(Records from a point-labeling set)
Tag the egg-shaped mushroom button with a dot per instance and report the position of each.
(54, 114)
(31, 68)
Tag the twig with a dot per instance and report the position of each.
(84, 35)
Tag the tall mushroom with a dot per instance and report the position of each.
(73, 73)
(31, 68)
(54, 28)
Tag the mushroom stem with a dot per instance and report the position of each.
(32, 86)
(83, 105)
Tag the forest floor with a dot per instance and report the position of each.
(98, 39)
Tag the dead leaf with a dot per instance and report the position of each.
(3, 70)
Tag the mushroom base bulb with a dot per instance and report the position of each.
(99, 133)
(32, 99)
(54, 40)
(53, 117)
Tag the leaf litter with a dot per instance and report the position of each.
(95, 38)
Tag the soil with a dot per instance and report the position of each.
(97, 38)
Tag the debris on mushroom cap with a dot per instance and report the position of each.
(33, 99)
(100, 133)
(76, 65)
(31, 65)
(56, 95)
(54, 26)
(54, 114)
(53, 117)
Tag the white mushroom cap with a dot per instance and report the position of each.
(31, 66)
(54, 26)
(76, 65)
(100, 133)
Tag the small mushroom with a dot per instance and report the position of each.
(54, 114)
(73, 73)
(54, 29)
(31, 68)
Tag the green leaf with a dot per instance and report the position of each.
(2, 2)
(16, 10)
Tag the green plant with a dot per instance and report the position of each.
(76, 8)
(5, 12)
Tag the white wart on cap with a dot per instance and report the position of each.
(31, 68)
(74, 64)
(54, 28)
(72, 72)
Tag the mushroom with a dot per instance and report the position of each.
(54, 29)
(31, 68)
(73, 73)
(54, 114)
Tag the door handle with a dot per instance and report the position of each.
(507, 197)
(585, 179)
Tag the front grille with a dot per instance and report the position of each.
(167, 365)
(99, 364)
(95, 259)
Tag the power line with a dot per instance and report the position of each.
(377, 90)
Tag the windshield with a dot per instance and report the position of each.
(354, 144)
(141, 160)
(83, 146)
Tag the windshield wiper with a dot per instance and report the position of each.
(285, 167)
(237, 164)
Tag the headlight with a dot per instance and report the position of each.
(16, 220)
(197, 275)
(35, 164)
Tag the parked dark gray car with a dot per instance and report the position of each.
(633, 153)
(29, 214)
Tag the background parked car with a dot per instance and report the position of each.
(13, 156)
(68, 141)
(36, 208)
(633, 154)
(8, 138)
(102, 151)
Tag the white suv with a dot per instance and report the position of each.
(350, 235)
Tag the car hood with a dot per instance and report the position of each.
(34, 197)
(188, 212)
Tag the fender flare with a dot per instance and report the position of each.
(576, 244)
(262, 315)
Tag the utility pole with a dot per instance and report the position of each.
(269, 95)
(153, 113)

--

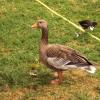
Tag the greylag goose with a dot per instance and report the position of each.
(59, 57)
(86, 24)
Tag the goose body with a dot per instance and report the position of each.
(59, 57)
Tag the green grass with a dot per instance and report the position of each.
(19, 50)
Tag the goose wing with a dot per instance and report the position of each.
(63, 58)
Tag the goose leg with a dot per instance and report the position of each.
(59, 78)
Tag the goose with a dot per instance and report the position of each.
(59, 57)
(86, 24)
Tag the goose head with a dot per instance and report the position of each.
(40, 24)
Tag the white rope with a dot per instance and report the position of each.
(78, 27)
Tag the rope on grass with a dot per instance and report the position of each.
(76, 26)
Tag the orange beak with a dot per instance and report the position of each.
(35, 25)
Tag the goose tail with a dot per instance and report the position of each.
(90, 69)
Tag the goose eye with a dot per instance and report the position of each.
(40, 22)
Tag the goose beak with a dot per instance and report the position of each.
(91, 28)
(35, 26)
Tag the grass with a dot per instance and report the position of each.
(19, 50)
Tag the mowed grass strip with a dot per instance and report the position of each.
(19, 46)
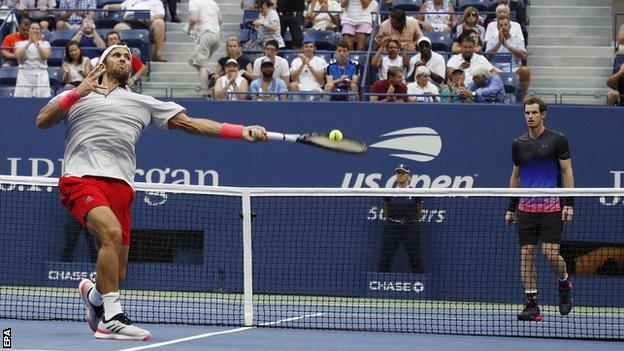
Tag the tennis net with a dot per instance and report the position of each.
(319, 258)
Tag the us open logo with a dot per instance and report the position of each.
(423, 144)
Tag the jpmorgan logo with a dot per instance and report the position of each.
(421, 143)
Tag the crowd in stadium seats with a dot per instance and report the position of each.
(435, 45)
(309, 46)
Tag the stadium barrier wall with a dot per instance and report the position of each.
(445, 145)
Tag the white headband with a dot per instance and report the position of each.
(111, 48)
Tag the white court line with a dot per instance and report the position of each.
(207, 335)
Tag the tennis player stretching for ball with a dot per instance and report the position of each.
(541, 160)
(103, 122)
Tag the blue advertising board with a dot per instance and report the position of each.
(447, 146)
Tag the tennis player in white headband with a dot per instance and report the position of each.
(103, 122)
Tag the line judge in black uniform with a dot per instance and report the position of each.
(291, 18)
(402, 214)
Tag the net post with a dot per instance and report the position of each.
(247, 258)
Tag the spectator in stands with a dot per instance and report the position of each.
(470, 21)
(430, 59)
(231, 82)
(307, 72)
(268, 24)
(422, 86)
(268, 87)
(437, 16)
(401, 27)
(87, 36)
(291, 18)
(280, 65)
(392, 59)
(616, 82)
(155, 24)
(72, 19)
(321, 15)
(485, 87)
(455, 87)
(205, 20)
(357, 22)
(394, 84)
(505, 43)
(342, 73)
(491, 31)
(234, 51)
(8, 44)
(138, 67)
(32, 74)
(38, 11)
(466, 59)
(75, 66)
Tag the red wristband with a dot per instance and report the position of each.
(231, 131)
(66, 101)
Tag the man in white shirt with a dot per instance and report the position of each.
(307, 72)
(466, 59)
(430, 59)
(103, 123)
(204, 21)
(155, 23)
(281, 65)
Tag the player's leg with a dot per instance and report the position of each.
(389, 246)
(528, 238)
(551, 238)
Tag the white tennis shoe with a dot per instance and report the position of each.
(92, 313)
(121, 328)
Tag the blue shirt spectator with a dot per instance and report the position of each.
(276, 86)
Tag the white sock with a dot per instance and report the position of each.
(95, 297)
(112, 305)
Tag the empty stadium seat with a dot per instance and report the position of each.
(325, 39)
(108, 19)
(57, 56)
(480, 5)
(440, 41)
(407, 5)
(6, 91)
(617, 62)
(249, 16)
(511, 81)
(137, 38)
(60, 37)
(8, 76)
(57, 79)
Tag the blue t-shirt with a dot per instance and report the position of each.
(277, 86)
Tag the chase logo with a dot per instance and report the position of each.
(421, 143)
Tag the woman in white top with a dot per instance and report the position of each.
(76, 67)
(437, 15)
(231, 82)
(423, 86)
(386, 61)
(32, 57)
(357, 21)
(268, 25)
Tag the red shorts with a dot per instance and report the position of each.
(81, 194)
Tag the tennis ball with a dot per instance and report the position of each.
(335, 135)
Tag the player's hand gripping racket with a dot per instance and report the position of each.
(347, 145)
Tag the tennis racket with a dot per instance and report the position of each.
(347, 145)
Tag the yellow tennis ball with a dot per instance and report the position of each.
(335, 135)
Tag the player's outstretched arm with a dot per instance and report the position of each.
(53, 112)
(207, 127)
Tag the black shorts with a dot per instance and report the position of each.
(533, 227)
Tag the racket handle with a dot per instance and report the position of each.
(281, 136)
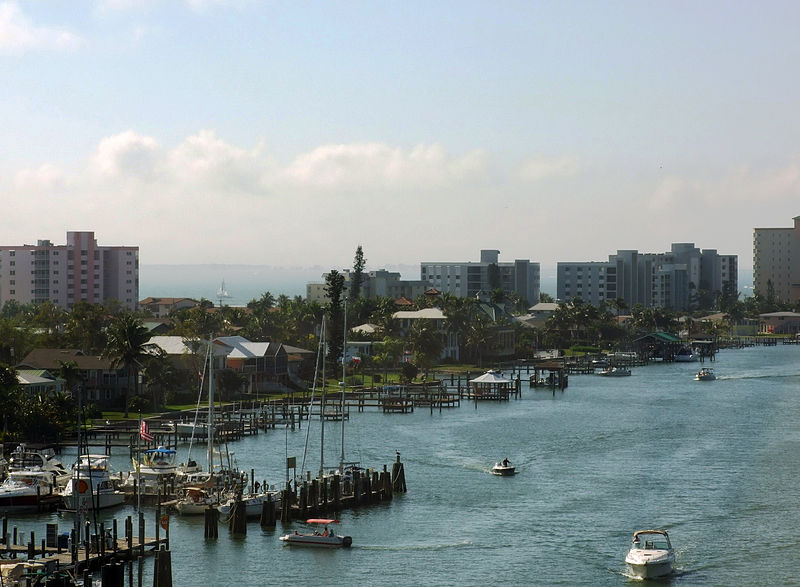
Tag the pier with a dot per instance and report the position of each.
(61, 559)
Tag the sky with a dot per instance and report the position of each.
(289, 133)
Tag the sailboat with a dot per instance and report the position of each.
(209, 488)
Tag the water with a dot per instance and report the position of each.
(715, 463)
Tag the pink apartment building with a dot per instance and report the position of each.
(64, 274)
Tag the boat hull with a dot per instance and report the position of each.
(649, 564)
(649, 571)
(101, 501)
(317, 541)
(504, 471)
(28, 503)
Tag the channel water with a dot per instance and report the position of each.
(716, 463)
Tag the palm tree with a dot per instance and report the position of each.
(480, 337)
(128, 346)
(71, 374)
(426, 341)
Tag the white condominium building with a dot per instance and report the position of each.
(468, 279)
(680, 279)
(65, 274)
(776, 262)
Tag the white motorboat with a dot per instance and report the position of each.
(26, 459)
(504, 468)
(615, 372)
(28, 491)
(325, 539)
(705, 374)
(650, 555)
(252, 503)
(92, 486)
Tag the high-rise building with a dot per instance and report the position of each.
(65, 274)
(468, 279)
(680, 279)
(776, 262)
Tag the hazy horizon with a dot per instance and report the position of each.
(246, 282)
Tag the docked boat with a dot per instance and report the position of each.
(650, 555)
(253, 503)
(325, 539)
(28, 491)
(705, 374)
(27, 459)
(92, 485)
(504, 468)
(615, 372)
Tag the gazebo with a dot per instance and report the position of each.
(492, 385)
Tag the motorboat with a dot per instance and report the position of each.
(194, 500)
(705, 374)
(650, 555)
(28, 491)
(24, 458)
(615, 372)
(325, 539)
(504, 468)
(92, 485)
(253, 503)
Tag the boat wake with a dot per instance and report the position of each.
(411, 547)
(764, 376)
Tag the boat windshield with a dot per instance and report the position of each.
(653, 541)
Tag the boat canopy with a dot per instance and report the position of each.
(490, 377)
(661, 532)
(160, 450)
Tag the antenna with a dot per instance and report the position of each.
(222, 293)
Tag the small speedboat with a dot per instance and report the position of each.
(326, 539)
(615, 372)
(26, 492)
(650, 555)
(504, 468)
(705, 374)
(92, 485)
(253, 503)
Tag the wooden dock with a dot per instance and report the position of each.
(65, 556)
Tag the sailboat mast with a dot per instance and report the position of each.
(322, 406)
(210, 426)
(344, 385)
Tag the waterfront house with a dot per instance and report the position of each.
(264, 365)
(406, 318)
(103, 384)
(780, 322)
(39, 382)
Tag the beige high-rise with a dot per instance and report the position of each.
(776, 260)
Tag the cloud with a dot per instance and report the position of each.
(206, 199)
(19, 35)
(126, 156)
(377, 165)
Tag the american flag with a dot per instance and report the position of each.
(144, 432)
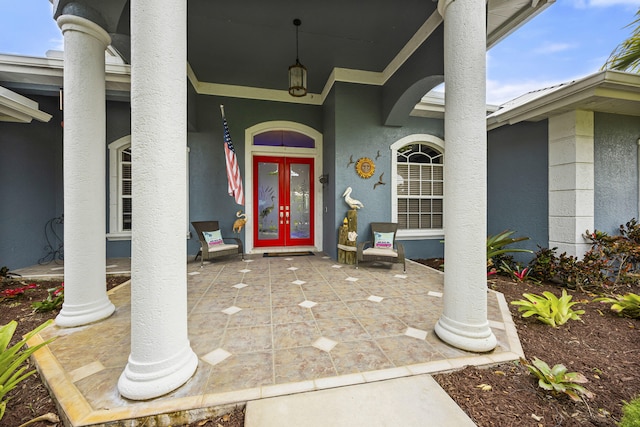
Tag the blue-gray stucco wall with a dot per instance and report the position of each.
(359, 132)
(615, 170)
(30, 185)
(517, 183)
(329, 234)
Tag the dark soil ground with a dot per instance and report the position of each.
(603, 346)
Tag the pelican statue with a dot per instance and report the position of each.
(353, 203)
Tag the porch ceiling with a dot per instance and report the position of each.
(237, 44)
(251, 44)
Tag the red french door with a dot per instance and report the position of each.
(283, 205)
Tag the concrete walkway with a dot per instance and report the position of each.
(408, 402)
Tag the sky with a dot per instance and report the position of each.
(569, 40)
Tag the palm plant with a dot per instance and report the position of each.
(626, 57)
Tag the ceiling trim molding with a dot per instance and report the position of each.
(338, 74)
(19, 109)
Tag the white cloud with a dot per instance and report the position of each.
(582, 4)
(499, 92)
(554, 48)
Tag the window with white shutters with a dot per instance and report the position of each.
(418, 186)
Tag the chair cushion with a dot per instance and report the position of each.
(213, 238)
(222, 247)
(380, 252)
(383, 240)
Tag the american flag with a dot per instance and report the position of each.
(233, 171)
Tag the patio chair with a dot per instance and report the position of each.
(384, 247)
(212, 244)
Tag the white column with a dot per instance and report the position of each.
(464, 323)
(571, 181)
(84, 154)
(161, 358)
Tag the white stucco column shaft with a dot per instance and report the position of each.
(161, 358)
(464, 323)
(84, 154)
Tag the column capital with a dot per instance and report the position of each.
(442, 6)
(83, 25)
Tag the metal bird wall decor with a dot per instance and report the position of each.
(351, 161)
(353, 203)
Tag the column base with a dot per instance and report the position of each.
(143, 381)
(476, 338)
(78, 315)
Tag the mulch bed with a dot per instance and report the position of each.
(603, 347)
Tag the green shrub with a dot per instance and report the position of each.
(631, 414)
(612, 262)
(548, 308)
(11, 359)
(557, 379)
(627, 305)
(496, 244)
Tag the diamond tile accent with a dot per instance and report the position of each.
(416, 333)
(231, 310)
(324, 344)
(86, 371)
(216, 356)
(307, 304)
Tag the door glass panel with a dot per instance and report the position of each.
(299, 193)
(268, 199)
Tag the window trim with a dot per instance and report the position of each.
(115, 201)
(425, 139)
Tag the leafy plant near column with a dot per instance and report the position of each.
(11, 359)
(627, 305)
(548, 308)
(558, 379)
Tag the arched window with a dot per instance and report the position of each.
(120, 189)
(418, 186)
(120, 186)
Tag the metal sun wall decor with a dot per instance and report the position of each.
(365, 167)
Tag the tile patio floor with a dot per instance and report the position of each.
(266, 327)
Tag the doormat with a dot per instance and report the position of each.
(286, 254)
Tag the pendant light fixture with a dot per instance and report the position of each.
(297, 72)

#### WHAT IS NEEDED
Show each row above that contains the string "tennis", reproducing every such row in full.

#### PROBLEM SOLUTION
Tag the tennis net with a dot per instance and report the position of each.
Tag the tennis player stretching for ball with a dot per instance and report the position of each.
Tag the tennis player in white headband with a dot per instance and report the position of each.
Tag the white tennis shoe with a dot per instance and report the position of each.
Tag the tennis ball with a dot per instance and report the position of each.
Tag the tennis racket with a dot per instance and report the position of each.
Tag the yellow tennis ball with a dot per instance and report the position of each.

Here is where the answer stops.